===== ELEMENTOS DADOS =====

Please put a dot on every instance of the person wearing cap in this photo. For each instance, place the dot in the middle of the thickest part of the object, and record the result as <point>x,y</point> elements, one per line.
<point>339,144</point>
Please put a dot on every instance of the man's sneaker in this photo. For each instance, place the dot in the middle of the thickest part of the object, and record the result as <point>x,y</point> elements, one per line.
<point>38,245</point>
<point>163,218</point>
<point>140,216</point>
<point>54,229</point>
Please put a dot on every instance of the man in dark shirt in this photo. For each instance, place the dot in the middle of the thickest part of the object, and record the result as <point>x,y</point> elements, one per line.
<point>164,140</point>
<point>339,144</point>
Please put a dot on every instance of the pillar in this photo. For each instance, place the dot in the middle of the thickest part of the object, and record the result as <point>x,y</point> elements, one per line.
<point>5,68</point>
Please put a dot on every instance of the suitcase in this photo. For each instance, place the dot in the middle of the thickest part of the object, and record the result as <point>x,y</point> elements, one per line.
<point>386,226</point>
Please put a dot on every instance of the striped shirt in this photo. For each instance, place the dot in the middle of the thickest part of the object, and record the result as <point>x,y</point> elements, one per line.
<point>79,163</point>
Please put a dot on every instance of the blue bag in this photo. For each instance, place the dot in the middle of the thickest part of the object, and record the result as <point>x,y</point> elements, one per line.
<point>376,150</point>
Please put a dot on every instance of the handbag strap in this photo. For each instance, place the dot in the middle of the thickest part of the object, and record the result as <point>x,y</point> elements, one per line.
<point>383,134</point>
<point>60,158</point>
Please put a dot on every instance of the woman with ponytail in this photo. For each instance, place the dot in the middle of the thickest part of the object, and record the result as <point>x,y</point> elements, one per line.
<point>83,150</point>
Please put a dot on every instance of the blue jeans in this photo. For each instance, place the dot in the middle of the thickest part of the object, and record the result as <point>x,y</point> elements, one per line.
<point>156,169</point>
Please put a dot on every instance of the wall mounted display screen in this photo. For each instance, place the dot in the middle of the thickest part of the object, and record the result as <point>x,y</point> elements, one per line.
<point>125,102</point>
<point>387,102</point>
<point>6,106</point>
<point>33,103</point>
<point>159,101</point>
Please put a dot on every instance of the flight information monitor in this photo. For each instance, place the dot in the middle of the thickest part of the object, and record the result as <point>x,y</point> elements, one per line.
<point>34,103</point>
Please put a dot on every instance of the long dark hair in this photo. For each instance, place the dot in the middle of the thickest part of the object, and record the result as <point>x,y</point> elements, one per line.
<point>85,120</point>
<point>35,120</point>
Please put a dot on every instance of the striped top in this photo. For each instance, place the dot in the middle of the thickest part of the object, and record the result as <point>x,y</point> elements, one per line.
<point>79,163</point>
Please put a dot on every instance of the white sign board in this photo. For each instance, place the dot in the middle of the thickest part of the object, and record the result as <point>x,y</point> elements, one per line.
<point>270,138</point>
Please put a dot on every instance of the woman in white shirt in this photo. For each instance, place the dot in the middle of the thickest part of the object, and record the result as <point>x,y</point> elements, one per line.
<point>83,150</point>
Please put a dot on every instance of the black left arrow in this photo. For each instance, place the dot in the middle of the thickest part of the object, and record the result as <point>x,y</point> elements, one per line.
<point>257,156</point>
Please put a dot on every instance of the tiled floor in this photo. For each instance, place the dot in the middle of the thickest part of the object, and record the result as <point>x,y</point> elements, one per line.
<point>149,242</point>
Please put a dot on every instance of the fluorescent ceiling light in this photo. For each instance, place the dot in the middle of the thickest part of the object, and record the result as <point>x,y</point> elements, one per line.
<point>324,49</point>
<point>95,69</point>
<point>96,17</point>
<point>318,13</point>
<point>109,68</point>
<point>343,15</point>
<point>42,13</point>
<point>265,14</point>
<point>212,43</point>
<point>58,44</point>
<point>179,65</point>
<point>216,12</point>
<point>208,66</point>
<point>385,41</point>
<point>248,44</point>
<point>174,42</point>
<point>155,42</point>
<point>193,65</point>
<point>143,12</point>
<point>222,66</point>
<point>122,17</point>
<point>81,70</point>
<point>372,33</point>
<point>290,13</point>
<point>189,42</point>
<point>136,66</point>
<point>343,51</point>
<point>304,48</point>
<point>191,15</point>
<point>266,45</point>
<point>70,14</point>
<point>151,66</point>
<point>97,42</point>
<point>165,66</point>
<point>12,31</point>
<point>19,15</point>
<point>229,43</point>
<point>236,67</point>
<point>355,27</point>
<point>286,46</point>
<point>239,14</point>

=====

Por favor, organiza como una lista JSON de cadenas, una por línea y sin líneas en blanco, los ítems que van desde la línea que contiene "Please put a dot on every instance of the man's" hasta la que contiene "<point>54,229</point>", ambas incluidas. No agregues ninguna otra línea.

*RESPUESTA DEL EJERCICIO*:
[
  "Please put a dot on every instance of the man's sneaker in this photo. For each instance, place the dot in the middle of the thickest part of the object, and record the result as <point>x,y</point> elements, one per line.",
  "<point>38,245</point>",
  "<point>163,218</point>",
  "<point>140,216</point>",
  "<point>54,229</point>"
]